» **WRITTEN PROBLEM**
Copy the records from the line containing "Instruction: you will receive an image. Identify every flower" through the line containing "Instruction: the image is above. Identify every purple", both included, and rename "petal" to "tepal" wherever it occurs, leaving everything else unchanged. Leave the pictures out of your answer.

━━━━━━

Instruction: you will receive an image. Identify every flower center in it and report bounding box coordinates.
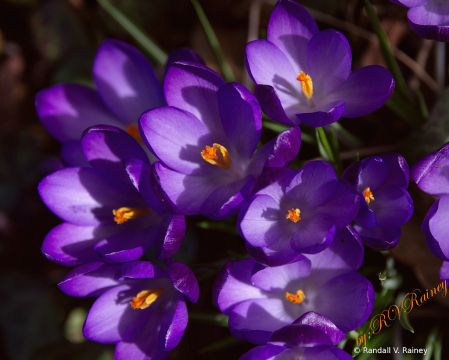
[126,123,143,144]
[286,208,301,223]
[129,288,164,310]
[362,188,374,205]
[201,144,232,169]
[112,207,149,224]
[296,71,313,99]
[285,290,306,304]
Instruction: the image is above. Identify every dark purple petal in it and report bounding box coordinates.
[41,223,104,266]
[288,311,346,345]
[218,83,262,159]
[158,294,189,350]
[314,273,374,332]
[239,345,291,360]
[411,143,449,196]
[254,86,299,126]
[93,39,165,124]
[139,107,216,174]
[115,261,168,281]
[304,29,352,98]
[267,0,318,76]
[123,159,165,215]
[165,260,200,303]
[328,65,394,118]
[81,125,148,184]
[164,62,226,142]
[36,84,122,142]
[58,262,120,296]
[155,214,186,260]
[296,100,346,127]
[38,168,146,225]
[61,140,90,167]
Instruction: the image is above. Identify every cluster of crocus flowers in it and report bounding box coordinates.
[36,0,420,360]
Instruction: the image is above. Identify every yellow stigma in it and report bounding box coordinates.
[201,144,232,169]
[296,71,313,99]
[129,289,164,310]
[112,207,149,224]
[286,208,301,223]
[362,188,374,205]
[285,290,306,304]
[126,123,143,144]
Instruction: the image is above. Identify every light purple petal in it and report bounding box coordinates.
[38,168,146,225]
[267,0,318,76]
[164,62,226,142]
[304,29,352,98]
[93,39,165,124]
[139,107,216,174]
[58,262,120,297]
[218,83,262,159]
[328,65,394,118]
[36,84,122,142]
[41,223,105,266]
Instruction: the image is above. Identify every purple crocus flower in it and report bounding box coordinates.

━━━━━━

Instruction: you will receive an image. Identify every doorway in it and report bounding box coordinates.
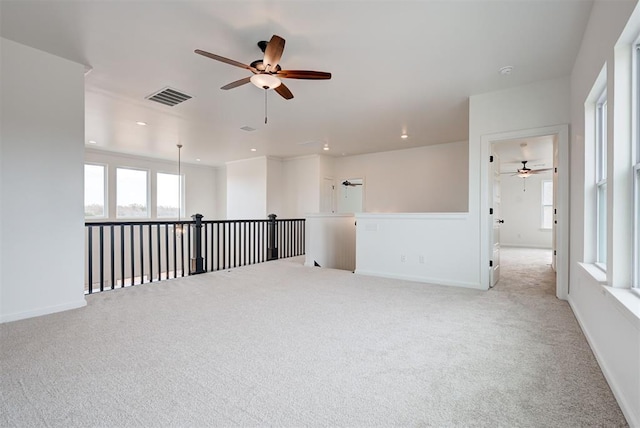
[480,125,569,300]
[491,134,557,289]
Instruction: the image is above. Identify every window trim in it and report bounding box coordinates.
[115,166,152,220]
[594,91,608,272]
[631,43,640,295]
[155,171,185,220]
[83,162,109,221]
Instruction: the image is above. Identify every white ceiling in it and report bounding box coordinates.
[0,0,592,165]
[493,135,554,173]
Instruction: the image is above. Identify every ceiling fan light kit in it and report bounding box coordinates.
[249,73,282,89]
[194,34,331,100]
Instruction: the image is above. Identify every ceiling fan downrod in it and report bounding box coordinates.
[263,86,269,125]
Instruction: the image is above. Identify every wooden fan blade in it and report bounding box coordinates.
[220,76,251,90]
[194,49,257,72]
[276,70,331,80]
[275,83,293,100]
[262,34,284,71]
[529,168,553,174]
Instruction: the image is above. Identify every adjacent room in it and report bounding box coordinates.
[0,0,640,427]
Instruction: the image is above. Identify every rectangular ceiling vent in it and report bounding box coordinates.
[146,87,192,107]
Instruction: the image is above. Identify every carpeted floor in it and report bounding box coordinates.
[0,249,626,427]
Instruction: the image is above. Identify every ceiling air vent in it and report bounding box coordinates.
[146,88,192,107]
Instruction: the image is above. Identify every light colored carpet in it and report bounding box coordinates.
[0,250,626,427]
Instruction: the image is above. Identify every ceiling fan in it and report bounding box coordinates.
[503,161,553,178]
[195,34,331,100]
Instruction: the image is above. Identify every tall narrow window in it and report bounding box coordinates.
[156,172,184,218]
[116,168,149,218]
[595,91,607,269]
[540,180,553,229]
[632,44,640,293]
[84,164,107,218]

━━━━━━

» **FULL OUTPUT**
Instruction: you will receive an image. Identify every flower center in it and report bounding box coordinates.
[126,123,143,144]
[286,208,301,223]
[129,288,164,310]
[362,188,374,205]
[201,144,232,169]
[112,207,149,224]
[296,71,313,99]
[285,290,306,304]
Instruction: the image is above. Identify every dark purple tepal in it and report bounding box coordinates.
[41,223,104,266]
[288,311,346,345]
[218,83,262,159]
[158,294,189,350]
[314,273,374,332]
[239,345,291,360]
[411,143,449,196]
[254,86,299,126]
[93,39,165,124]
[139,107,216,174]
[115,261,168,281]
[304,29,352,98]
[267,0,318,76]
[123,159,165,215]
[165,260,200,303]
[328,65,394,118]
[81,125,148,184]
[164,62,226,142]
[36,84,122,142]
[58,262,120,296]
[155,214,186,260]
[296,100,346,127]
[38,168,146,225]
[61,140,90,167]
Instruction: the image is above. Identify every cluster of crocus flowers in it and report bounding box coordinates.
[36,0,420,360]
Instruction: the image is above. Identify every yellow stigma in it and report bounding box coordinates.
[201,144,232,169]
[296,71,313,99]
[129,289,164,310]
[112,207,149,224]
[286,208,301,223]
[362,188,374,205]
[285,290,306,304]
[126,123,143,144]
Instruction: the image is above. Identify every light purple tepal in it and report bounding box coordinates.
[38,168,146,225]
[267,0,318,76]
[164,62,226,142]
[304,29,352,98]
[93,39,165,124]
[139,107,216,174]
[58,262,120,297]
[218,83,262,159]
[328,65,394,118]
[36,84,122,142]
[41,223,105,266]
Instruction: the image is above. Identify every purple crocus flower in it and report bounding box coordinates.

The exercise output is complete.